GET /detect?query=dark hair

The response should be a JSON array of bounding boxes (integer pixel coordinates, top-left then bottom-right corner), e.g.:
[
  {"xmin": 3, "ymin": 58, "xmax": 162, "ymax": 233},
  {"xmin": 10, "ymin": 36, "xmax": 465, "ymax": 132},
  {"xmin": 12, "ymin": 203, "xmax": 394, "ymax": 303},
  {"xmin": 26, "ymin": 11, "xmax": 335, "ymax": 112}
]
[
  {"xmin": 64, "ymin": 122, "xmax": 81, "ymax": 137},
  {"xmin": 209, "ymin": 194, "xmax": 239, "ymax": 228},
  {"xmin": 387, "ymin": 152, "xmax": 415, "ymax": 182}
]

━━━━━━━━━━━━━━━━━━━━

-- WORK TO COMPLETE --
Your job is to give the listing again exactly as it was written.

-- TASK ANSWER --
GET /detect?query=dark hair

The response should be a JSON array of bounding boxes (integer pixel coordinates, top-left then bottom-right corner), e.g.:
[
  {"xmin": 3, "ymin": 58, "xmax": 162, "ymax": 233},
  {"xmin": 10, "ymin": 36, "xmax": 465, "ymax": 132},
  {"xmin": 12, "ymin": 203, "xmax": 394, "ymax": 303},
  {"xmin": 26, "ymin": 11, "xmax": 335, "ymax": 112}
]
[
  {"xmin": 64, "ymin": 122, "xmax": 81, "ymax": 137},
  {"xmin": 209, "ymin": 194, "xmax": 239, "ymax": 228},
  {"xmin": 387, "ymin": 152, "xmax": 415, "ymax": 182}
]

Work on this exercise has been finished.